** Begin SOURCE EXTRACT **
Dear all,
A mate of mine rang me up a few weeks ago and said, hey Welshy! I've got two tickets for one of the semis in Sydney - fancy going?
So obviously I left my wife and kids, told my boss that he looked exactly like a pustular boil I once found under my left testicle and that he needed lancing.
I took this first flight out I could to Orstralia, forgot to get off the plane at Sydney and found myself in Tasmania.
Oh well, there's plenty of time to get back to Sydney for the semis.
I fell upon (literally, too many beers after Wales victory over Italy) with a good rugby crowd and headed up to Launceston for the Romania Namibia game.
(The Tasmanians seem tickled pink to find a Welshman has come all the way down here to watch Namibia vs Romania - I feel a bit like a rugby ball myself, being passed from one crowd to another. Oh. May'be they're trying to get rid of me, hadn't thought of that!).
Anyway, bear with me on this. I went hiking up Cataract Gorge and settled down for a beer at a restaurant at the top.
** End SOURCE EXTRACT **
** Begin DATASET CONTENT **
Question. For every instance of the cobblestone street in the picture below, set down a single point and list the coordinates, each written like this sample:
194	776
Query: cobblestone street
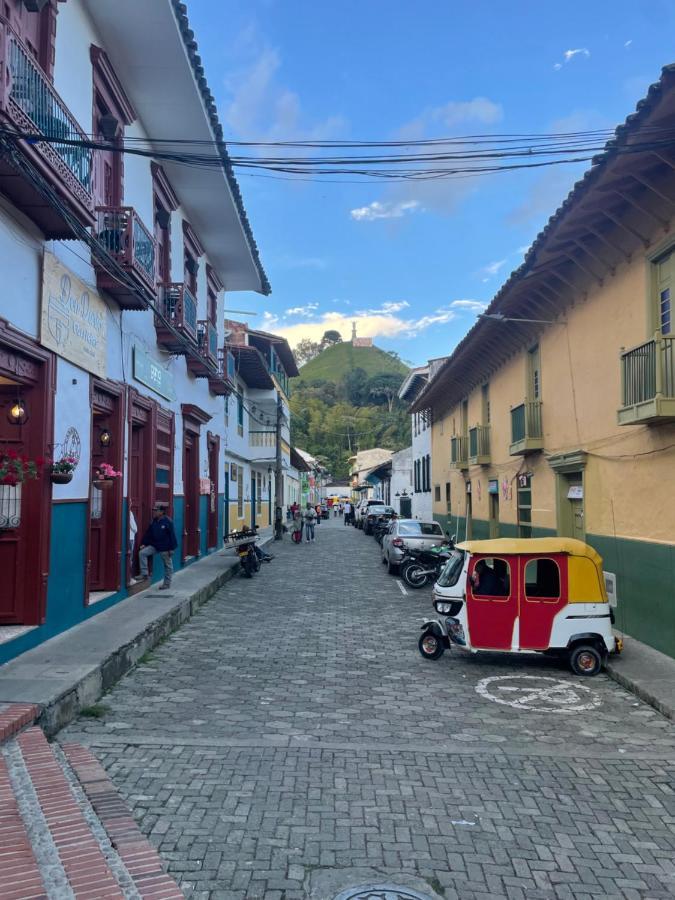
289	742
** End DATASET CONTENT **
__STATED GOAL__
Could you continue the letter about the Welsh fan's rugby trip to Tasmania, picking up right after its last sentence?

__RESULT OF THE TASK__
When around the corner came two burly bouncers (but I reckon that after thirty or so more stubbies I could have taken 'em), an entourage of reporters and the RWC choristers (you know, those geeks in the blue blazers that ruin the national anthems?).
And, wait for it....cue the drum rolls....the bloody world cup itself!
The sports editors from the Mail and Torygraph were there and said hello to me, but I was six inches away from the cup!
A wave of coppery, no, sorry it was irony washed over me as I wryly realised that this was the closest that any Welshman would ever get to the cup!
I'll post a piccy or two when I remember to bring the photos out with me as I head off to an internet cafe. I find it difficult to do one thing at the same time let alone two.
But after the game against NZ, which I watched in the Prince of Wales pub here in Hobart, perhaps the Welshies are inching closer to the cup?
No no, let's not get too excited.
Before the game I went to Mount Maria, and climbed, um, well Mt.Maria (the kangas - my personal pet name for them, aren't terribly imaginitive when it come to names, more later).
Now I ruptured my cruciate ligs a while back and didn't want to overdo it, but my knee was pretty damned sore, so I settled down to watch us ship a shedload of points against the Kiwis.
Well bugger me sideways.
I leapt of my stool in utter joy so many times that I twisted and ruptured the knee all over again.
And it was a forward pass.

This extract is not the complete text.